**Written problem 1**
According to the Statalist thread, how many observations does File B have?
**Written problem 2**
From the Statalist thread, extract the passage starting with "Stata The Stata" and going on through "all the time.".

**Reading text**
Stata The Stata listserver
[Date Prev][Date Next][Thread Prev][Thread Next][Date index][Thread index]

st: Re: Selecting part of a LARGE file


From   "Michael Blasnik" <michael.blasnik@verizon.net>
To   <statalist@hsphsun2.harvard.edu>
Subject   st: Re: Selecting part of a LARGE file
Date   Fri, 6 Jun 2003 14:03:04 -0400

I'm not sure what the problem is -- I deal with this issue all the time.
Why not:

use filea
keep patent
sort patent
merge patent using fileb, nokeep
tab _merge

*optionally check the merging and drop non-matching obs from filea
keep if _merge==3
drop _merge


Maybe the problem is that you aren't using the -nokeep- option for the
merge.  With this approach, I find Stata to be quite fast at just selecting
the observations of interest and there aren't any substantial memory
problems because you never have to hold the full combined dataset in memory.
I'm sure this would be much faster than any ridiculously long use if....
construct (and your approach using index will certainly run out of room
after just a few dozen patent strings are appended togther).

Michael Blasnik
michael.blasnik@verizon.net

----- Original Message ----- 
From: "Hoetker, Glenn" <ghoetker@uiuc.edu>
To: <statalist@hsphsun2.harvard.edu>
Sent: Friday, June 06, 2003 11:47 AM
Subject: st: Selecting part of a LARGE file


> Hi all.
>
> I have two files.  File A has about 5000 unique values of the variable
> PATENT, which is 7 characters long.  File B has 16 million observations
> and several million unique values for PATENT.  I want to do some
> manipulation involving File B, but only for the observations that
> correspond to the patent values found in File A.   I am currently using
> merge on the two files to do this (actually mmerge as a wrapper for
> ease), but wonder if there is an easier/faster way.

**Excerpted records**
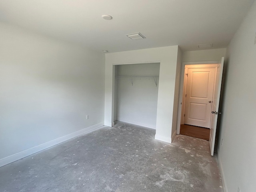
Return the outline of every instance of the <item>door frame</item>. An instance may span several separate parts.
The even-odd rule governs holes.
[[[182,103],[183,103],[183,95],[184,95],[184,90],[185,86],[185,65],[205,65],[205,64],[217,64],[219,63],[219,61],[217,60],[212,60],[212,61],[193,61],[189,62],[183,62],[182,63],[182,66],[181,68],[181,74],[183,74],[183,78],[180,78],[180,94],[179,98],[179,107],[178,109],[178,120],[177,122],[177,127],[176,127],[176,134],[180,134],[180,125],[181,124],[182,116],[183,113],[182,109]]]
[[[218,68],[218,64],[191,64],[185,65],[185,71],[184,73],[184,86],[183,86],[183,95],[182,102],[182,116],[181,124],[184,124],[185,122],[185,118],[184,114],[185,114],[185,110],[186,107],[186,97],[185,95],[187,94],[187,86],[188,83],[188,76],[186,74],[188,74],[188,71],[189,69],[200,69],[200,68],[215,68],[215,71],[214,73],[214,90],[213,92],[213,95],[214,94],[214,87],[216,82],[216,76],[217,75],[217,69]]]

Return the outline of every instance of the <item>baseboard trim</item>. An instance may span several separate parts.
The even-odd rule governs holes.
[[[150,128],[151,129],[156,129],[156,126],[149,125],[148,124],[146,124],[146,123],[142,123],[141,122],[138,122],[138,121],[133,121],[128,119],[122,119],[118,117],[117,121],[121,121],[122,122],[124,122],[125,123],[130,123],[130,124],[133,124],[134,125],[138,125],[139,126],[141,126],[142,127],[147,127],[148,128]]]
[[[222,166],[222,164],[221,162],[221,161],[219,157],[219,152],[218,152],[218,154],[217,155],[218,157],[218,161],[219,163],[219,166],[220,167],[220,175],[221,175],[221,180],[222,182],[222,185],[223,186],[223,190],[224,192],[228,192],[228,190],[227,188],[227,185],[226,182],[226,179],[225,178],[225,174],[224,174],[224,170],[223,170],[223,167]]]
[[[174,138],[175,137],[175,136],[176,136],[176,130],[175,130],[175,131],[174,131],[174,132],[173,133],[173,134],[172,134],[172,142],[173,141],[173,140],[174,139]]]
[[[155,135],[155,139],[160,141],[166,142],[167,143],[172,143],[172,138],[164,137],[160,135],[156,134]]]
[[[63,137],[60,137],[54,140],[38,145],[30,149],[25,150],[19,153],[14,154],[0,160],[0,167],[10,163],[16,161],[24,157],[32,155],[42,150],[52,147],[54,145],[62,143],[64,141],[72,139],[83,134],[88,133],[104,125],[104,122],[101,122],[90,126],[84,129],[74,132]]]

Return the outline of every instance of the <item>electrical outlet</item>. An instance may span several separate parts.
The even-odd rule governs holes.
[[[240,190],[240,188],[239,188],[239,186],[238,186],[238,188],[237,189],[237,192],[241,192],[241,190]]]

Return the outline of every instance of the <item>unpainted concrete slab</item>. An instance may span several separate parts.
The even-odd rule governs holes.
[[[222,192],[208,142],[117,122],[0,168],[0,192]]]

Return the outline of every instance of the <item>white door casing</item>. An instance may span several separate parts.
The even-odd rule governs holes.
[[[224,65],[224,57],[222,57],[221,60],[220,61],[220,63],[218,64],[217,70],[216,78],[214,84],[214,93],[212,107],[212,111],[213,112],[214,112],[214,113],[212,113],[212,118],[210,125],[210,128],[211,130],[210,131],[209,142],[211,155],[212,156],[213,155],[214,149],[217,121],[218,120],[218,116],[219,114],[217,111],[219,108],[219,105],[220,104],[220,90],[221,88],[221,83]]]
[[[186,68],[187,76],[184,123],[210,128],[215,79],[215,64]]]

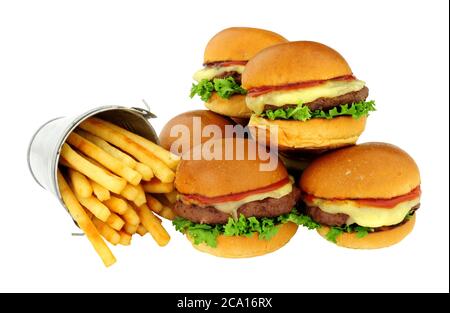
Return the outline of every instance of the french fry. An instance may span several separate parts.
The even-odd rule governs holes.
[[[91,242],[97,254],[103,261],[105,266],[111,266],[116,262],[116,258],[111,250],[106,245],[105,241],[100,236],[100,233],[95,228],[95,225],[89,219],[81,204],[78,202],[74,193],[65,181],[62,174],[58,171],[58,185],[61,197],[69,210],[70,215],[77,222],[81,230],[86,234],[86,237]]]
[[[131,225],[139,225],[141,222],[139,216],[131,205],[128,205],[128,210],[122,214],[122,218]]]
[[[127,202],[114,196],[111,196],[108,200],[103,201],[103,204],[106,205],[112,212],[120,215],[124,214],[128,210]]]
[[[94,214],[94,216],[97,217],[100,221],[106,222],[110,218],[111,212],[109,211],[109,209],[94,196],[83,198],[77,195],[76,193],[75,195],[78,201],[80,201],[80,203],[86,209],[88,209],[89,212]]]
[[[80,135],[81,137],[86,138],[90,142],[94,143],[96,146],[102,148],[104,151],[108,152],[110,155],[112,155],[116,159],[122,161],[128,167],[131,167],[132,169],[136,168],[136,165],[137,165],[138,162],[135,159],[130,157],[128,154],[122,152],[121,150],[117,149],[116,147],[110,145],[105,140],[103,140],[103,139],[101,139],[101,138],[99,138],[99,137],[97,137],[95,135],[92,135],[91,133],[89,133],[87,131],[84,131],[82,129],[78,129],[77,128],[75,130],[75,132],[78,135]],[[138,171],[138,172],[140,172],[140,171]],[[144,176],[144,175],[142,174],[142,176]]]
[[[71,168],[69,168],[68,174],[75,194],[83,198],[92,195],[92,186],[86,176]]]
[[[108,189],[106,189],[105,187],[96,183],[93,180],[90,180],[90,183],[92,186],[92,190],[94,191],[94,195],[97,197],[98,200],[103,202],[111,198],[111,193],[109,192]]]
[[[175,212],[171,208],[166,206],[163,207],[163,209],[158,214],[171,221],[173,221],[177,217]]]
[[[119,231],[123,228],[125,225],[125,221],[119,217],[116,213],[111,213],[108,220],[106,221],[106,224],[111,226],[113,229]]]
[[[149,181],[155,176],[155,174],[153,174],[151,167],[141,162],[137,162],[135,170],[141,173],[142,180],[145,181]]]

**Response 1**
16 million

**Response 2**
Stata The Stata listserver
[Date Prev][Date Next][Thread Prev][Thread Next][Date index][Thread index]

st: Re: Selecting part of a LARGE file


From   "Michael Blasnik" <michael.blasnik@verizon.net>
To   <statalist@hsphsun2.harvard.edu>
Subject   st: Re: Selecting part of a LARGE file
Date   Fri, 6 Jun 2003 14:03:04 -0400

I'm not sure what the problem is -- I deal with this issue all the time.